> _DIRECTIONS FOR THIS TASK_
With the pictures removed, please write out every line below exactly as given.
----------------------------------------
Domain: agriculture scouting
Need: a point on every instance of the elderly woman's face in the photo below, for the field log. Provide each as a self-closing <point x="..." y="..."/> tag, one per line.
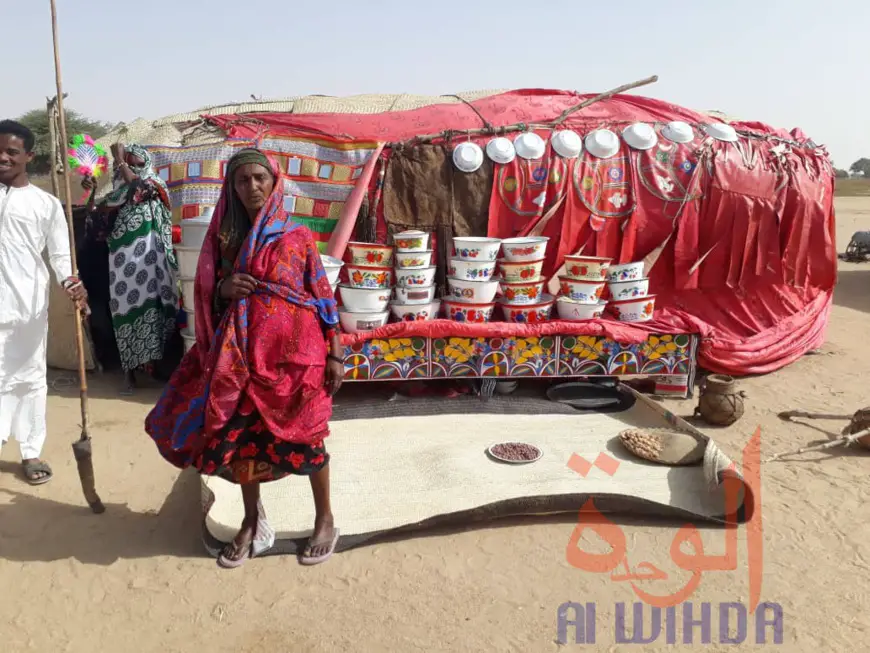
<point x="253" y="184"/>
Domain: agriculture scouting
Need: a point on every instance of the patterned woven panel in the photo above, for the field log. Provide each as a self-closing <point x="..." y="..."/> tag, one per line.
<point x="321" y="173"/>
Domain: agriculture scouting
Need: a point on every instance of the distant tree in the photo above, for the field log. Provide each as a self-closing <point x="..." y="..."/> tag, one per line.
<point x="861" y="166"/>
<point x="37" y="121"/>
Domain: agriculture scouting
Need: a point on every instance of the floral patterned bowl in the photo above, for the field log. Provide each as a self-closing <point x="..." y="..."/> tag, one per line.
<point x="370" y="254"/>
<point x="520" y="294"/>
<point x="593" y="268"/>
<point x="474" y="248"/>
<point x="411" y="277"/>
<point x="364" y="299"/>
<point x="573" y="311"/>
<point x="413" y="260"/>
<point x="625" y="271"/>
<point x="415" y="312"/>
<point x="636" y="309"/>
<point x="529" y="271"/>
<point x="415" y="294"/>
<point x="582" y="291"/>
<point x="358" y="321"/>
<point x="475" y="292"/>
<point x="530" y="314"/>
<point x="628" y="289"/>
<point x="367" y="276"/>
<point x="470" y="270"/>
<point x="411" y="241"/>
<point x="521" y="250"/>
<point x="464" y="312"/>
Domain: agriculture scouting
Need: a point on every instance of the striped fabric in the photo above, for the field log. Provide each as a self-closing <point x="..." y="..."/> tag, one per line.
<point x="321" y="173"/>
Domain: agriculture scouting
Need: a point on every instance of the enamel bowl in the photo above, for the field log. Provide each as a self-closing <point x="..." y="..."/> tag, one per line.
<point x="573" y="311"/>
<point x="370" y="254"/>
<point x="410" y="277"/>
<point x="415" y="294"/>
<point x="593" y="268"/>
<point x="475" y="292"/>
<point x="367" y="276"/>
<point x="531" y="313"/>
<point x="470" y="270"/>
<point x="415" y="312"/>
<point x="360" y="321"/>
<point x="522" y="250"/>
<point x="473" y="248"/>
<point x="636" y="309"/>
<point x="518" y="272"/>
<point x="413" y="260"/>
<point x="581" y="290"/>
<point x="364" y="299"/>
<point x="411" y="241"/>
<point x="522" y="293"/>
<point x="628" y="289"/>
<point x="625" y="271"/>
<point x="464" y="312"/>
<point x="332" y="266"/>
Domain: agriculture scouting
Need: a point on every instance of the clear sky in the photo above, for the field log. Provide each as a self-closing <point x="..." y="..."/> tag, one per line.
<point x="785" y="62"/>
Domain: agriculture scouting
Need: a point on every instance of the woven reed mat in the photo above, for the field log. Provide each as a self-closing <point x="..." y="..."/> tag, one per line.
<point x="399" y="467"/>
----------------------------------------
> _EXERCISE RESPONSE_
Domain: agriculture scouting
Need: a point on every instance of the elderly woman's face in the photo below, for the field log. Provide each as a self-closing <point x="..." y="..."/> tag, one per line.
<point x="253" y="184"/>
Domain: agriculture scouting
Need: a point on every instance of the patterned woven panel in the photo above, for the field log. Provide each as a self-closing <point x="..." y="..."/> tag, one per line.
<point x="321" y="173"/>
Domain: agriculture scouting
Need: a point on every instance of the distant tree in the photo above, for the field log. Provide each as a self-closing <point x="..." y="..."/> tag, one per line.
<point x="861" y="166"/>
<point x="37" y="121"/>
Domain: agriculture scouting
Need: a point on every instance of the floral patterned bowl in the photo above, for the field log. Provide each as a self-closing <point x="..." y="..."/> tag, one per line.
<point x="370" y="254"/>
<point x="520" y="294"/>
<point x="593" y="268"/>
<point x="474" y="248"/>
<point x="411" y="277"/>
<point x="364" y="299"/>
<point x="573" y="311"/>
<point x="413" y="260"/>
<point x="625" y="271"/>
<point x="415" y="312"/>
<point x="636" y="309"/>
<point x="529" y="271"/>
<point x="415" y="294"/>
<point x="582" y="291"/>
<point x="358" y="321"/>
<point x="475" y="292"/>
<point x="530" y="314"/>
<point x="628" y="289"/>
<point x="367" y="276"/>
<point x="470" y="270"/>
<point x="411" y="241"/>
<point x="521" y="250"/>
<point x="464" y="312"/>
Domain: agriculture scouting
Need: a point on every instance of the striped fabric in the photo above, for the field log. Provide each as a self-closing <point x="..." y="..."/> tag, one per line.
<point x="321" y="173"/>
Domain: agriculture scouting
Need: a point on every instance of the enamel bowl in the photo above, for the field log. Provide each as a self-closing <point x="..." y="..."/> tag, one per line.
<point x="573" y="311"/>
<point x="370" y="254"/>
<point x="410" y="277"/>
<point x="415" y="294"/>
<point x="593" y="268"/>
<point x="475" y="292"/>
<point x="367" y="276"/>
<point x="531" y="313"/>
<point x="470" y="270"/>
<point x="415" y="312"/>
<point x="360" y="321"/>
<point x="522" y="250"/>
<point x="473" y="248"/>
<point x="636" y="309"/>
<point x="518" y="272"/>
<point x="413" y="260"/>
<point x="581" y="290"/>
<point x="364" y="299"/>
<point x="411" y="241"/>
<point x="522" y="293"/>
<point x="628" y="289"/>
<point x="625" y="271"/>
<point x="464" y="312"/>
<point x="332" y="266"/>
Domain: agriculture scouting
Need: a point on every instance of the clear sky in the photo above, for the field log. Provide each as a self-closing <point x="..." y="..."/> tag, one per line.
<point x="785" y="62"/>
Domain: agriculture scouting
Need: a point on every instance of the woven reed mat in the photo above, for the field log. Provide each as a self-closing <point x="..." y="..."/> tag, one per line.
<point x="399" y="467"/>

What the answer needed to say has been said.